> **ASSIGNMENT**: State how many lines in the listing below hold the string "shoulder"; nothing else is wanted.

> **STUDY MATERIAL**:
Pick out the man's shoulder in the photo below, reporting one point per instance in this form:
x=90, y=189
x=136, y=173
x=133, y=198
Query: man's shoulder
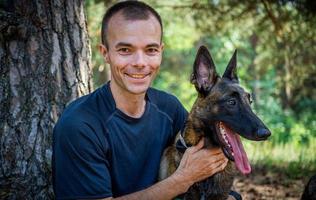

> **TASK RESPONSE**: 2